** Records supplied **

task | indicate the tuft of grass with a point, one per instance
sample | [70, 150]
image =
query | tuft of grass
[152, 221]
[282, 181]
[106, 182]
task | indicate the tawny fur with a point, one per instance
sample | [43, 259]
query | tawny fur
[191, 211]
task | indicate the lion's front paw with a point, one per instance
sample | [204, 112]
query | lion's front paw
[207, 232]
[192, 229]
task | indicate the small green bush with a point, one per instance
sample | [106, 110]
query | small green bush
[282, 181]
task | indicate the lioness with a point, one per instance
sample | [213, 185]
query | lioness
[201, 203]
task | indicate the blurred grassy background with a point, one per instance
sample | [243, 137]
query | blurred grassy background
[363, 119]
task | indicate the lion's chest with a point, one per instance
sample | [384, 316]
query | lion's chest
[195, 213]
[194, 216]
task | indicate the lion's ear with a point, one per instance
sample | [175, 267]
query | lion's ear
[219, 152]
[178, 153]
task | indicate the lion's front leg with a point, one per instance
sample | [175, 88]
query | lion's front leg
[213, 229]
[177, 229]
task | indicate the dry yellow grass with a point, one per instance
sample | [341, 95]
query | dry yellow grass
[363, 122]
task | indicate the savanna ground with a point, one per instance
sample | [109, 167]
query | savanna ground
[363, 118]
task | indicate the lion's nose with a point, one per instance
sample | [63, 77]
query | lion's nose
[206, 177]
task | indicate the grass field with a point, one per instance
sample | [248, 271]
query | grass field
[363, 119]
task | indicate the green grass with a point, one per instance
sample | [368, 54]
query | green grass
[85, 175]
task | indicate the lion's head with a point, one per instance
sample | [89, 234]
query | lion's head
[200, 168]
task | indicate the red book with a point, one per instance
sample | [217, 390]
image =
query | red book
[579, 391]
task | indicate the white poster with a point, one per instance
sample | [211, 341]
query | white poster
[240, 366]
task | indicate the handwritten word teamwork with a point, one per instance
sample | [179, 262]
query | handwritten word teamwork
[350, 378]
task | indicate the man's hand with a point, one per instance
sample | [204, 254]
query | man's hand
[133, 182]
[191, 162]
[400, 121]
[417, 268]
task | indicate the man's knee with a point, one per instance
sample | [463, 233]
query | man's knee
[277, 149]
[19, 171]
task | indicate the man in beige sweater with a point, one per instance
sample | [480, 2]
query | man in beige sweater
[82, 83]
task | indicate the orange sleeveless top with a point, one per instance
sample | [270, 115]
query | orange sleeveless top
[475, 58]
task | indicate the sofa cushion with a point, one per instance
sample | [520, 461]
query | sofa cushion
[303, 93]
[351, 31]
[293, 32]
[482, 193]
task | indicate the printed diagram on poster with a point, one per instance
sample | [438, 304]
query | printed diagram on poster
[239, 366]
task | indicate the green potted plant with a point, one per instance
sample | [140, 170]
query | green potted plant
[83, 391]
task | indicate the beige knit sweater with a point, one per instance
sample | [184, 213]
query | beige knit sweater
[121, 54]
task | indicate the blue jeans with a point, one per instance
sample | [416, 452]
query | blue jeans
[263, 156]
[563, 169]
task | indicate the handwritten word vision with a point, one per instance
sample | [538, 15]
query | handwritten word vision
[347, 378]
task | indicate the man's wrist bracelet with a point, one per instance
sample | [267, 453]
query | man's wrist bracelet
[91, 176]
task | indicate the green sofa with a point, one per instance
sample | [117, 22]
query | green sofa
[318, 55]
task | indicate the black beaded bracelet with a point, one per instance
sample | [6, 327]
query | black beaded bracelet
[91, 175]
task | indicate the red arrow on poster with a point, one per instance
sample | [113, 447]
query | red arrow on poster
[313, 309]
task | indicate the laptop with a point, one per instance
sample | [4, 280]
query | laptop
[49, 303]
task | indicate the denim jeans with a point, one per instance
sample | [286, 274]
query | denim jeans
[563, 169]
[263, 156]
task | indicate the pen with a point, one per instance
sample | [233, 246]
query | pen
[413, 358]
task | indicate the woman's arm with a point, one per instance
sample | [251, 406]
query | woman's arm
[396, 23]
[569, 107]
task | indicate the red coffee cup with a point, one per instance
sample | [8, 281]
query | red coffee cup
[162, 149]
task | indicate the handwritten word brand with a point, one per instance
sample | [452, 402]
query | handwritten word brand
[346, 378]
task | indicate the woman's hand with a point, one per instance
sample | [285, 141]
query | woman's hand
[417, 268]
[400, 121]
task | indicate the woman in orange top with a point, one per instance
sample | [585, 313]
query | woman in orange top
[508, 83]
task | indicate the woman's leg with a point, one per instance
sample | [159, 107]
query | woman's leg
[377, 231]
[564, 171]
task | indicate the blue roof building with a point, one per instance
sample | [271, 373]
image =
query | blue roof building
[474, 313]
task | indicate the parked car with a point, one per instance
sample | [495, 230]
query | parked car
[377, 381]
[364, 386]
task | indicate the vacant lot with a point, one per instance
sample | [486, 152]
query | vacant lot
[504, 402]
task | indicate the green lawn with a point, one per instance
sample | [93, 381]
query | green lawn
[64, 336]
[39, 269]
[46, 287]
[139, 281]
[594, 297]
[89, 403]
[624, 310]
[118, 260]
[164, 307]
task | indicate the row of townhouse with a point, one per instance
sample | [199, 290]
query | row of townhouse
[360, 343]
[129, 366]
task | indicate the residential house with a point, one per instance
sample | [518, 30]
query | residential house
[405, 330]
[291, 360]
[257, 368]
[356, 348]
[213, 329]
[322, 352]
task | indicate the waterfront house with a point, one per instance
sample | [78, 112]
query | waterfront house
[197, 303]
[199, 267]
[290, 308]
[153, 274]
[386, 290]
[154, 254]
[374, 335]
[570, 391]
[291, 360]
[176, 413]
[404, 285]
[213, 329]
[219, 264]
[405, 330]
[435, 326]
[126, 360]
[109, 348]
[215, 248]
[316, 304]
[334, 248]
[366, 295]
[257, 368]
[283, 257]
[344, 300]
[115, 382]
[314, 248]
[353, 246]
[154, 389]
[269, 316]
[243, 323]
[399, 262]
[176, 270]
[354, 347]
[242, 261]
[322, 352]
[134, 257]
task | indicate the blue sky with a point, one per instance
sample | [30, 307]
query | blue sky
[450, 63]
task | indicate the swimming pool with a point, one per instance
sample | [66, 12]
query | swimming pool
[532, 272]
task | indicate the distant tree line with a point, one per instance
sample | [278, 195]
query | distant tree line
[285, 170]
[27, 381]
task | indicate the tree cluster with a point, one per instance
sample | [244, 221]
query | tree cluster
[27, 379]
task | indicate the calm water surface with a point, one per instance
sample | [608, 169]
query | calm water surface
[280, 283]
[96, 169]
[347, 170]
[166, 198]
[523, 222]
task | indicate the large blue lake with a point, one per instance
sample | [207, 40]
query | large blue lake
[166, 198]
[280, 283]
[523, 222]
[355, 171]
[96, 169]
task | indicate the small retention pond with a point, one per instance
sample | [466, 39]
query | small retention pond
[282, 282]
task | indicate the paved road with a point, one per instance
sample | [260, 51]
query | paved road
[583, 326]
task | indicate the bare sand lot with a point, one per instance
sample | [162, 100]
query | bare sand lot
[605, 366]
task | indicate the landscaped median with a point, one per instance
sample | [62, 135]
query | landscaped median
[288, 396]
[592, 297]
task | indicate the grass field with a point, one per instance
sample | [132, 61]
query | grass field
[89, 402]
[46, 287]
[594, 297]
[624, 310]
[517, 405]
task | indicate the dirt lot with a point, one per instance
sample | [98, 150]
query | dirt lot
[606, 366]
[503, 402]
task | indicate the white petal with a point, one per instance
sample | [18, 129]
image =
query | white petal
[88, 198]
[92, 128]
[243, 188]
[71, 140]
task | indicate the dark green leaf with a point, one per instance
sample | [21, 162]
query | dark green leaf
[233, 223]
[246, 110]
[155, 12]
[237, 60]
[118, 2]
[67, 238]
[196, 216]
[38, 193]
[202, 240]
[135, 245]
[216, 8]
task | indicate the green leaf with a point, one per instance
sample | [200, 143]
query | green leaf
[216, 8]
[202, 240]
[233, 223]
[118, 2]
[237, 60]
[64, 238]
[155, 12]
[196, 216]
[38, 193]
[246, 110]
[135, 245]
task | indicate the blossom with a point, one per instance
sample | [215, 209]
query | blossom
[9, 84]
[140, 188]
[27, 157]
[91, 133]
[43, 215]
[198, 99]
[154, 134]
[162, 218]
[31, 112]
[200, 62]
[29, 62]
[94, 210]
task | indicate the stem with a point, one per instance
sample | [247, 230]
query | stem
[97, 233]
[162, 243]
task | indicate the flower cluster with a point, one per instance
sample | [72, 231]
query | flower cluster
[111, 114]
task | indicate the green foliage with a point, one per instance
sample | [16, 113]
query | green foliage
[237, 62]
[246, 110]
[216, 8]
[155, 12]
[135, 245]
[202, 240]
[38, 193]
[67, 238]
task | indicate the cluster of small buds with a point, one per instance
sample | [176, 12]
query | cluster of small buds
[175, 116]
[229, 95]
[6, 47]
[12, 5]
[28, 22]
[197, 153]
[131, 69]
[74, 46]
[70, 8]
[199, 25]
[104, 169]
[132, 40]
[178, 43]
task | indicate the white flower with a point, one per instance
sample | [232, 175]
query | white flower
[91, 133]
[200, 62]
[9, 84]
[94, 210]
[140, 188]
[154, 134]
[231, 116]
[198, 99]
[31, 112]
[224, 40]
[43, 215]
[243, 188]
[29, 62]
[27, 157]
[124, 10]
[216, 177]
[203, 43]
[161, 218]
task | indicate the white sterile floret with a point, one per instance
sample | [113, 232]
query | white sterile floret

** Work to do **
With both ends included, please retype exactly the lines from the line containing "task | indicate the dark" to the final line of the data.

** Output of the task **
task | indicate the dark green leaf with a point, one per instance
sample | [21, 162]
query | dark green leaf
[233, 223]
[246, 110]
[155, 12]
[237, 60]
[118, 2]
[67, 238]
[196, 216]
[38, 193]
[202, 240]
[135, 245]
[216, 8]
task | indicate the green leaf with a point, one per instance
sample | [200, 143]
query | green leaf
[216, 8]
[202, 240]
[233, 223]
[118, 2]
[237, 60]
[64, 238]
[155, 12]
[196, 216]
[38, 193]
[246, 110]
[135, 245]
task | indicate the blossom with a point, one per instance
sample | [215, 209]
query | blossom
[9, 84]
[140, 188]
[27, 157]
[91, 133]
[43, 215]
[198, 99]
[154, 134]
[162, 218]
[31, 112]
[200, 62]
[29, 62]
[94, 210]
task | indicate the stem with a point, one per instance
sample | [247, 230]
query | stem
[97, 233]
[162, 243]
task | indicate the flower cluster with a point, one per instance
sample | [72, 231]
query | flower cluster
[111, 114]
task | indicate the green foliage with a point, one per instance
sample | [16, 113]
query | green foliage
[237, 62]
[246, 110]
[216, 8]
[155, 12]
[135, 245]
[202, 240]
[38, 193]
[67, 238]
task | indicate the cluster of small buds with a point, one per instance
sample | [176, 12]
query | cluster of small buds
[175, 116]
[229, 95]
[6, 47]
[12, 5]
[28, 22]
[197, 153]
[131, 69]
[74, 46]
[70, 8]
[199, 25]
[104, 169]
[132, 40]
[178, 43]
task | indicate the white flower with a point, one per instance
sample | [232, 175]
query | white flower
[91, 133]
[200, 62]
[9, 84]
[94, 210]
[140, 188]
[154, 134]
[231, 116]
[198, 99]
[31, 112]
[224, 40]
[43, 215]
[243, 188]
[29, 62]
[27, 157]
[124, 10]
[216, 177]
[203, 43]
[161, 218]
task | indicate the white sterile floret with a point, one per instance
sample | [113, 232]
query | white sterile floret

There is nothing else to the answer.